(Data listing)
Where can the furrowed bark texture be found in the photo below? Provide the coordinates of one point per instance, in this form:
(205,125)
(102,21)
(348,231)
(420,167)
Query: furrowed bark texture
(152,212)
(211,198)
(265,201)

### REQUEST
Quote every one of the rows above verbatim, line for line.

### OUTPUT OF THE TASK
Where can the furrowed bark texture be found in the photo below? Provide the coordinates of one point per instance, in this form:
(205,125)
(102,21)
(348,231)
(420,167)
Query: furrowed bark texture
(152,212)
(211,198)
(265,201)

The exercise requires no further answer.